◆ **WRITTEN INSTRUCTION**: Take the listing and print it in full, exactly as given.

## START LISTED RECORDS

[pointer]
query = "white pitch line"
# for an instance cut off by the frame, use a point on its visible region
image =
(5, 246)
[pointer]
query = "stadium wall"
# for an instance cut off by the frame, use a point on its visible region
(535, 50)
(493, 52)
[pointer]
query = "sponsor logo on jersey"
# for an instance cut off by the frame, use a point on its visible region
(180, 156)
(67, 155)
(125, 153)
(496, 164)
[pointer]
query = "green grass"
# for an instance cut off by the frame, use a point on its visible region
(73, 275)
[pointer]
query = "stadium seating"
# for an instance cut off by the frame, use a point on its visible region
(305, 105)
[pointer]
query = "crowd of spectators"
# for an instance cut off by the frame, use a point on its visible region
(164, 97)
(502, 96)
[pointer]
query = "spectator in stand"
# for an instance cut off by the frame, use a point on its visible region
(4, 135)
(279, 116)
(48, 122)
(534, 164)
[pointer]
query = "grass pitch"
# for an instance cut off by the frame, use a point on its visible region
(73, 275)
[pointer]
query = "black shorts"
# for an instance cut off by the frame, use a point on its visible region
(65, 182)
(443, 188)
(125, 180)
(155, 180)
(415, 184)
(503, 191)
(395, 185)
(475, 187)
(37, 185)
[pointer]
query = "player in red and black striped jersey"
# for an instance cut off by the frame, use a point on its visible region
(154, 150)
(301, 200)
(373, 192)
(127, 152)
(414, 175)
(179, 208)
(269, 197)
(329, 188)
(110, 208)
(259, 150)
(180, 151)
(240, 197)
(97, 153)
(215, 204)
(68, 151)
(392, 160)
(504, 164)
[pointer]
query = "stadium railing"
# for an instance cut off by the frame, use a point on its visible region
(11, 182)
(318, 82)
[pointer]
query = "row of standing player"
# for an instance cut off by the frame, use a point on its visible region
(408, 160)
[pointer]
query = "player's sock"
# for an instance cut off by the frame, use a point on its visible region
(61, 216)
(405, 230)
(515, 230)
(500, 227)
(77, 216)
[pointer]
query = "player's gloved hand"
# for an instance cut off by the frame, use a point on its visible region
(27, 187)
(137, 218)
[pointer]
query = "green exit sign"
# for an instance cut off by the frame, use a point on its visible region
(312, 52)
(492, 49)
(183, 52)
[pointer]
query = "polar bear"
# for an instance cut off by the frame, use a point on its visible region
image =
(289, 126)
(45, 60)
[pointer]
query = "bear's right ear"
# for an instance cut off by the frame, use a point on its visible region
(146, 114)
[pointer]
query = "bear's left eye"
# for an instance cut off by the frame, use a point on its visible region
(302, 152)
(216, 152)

## END LISTED RECORDS

◆ **PROBLEM SOLUTION**:
[pointer]
query = "white pitch line"
# for an instance cut off by the frame, use a point on its visible region
image =
(5, 246)
[pointer]
query = "stadium wall"
# for an instance cut off by the frame, use a point on its visible region
(535, 50)
(493, 52)
[pointer]
query = "sponsor logo on jersey"
# for an instance cut off by the frame, use a point on its visible region
(180, 156)
(67, 155)
(125, 153)
(496, 164)
[pointer]
query = "green grass"
# for an instance cut off by the frame, use a point on its visible region
(73, 275)
[pointer]
query = "stadium seating"
# for an instance cut off by the frame, use a point on its visible region
(305, 105)
[pointer]
query = "crowd of spectators"
# for an instance cut off by the frame, use a point on its visible region
(164, 97)
(502, 96)
[pointer]
query = "spectator in stand"
# for an instance cut off by the frame, use a point on its visible region
(4, 135)
(279, 116)
(48, 122)
(534, 164)
[pointer]
query = "grass pitch"
# for an instance cut off by the frame, use a point on its visible region
(73, 275)
[pointer]
query = "black shorts"
# for an instance cut off by the frame, use a point on its visible region
(65, 182)
(443, 188)
(125, 180)
(155, 180)
(415, 184)
(503, 191)
(395, 185)
(475, 187)
(37, 185)
[pointer]
query = "player in red and black striped jersey"
# for an instance cut off by the frame, use a point on its visible region
(154, 150)
(301, 200)
(373, 192)
(127, 152)
(414, 175)
(179, 208)
(269, 197)
(329, 188)
(110, 208)
(259, 150)
(180, 151)
(240, 197)
(97, 153)
(215, 204)
(68, 151)
(392, 160)
(504, 164)
[pointer]
query = "stadium railing"
# for an instance cut off by the frame, use a point on its visible region
(11, 182)
(318, 82)
[pointer]
query = "row of standing player"
# for an instance cut off by the frame, use a point on its visible region
(408, 160)
[pointer]
query = "player's sock"
# for an instance cut off by the frame, use a point on its visible region
(61, 216)
(405, 230)
(515, 230)
(500, 227)
(77, 216)
[pointer]
query = "player's gloved hand"
# for an instance cut off by the frame, use a point on its visible region
(27, 187)
(137, 218)
[pointer]
query = "green exit sign"
# for an instance cut off by the frame, use a point on its visible region
(312, 52)
(492, 49)
(183, 52)
[pointer]
query = "polar bear"
# for an instance cut off by the frame, use a point on its visible region
image =
(289, 126)
(45, 60)
[pointer]
query = "bear's right ear"
# for an instance cut off by the frame, use a point on its visible region
(146, 114)
[pointer]
query = "bear's left eye"
# for an instance cut off by the frame, use a point on its visible region
(302, 152)
(216, 152)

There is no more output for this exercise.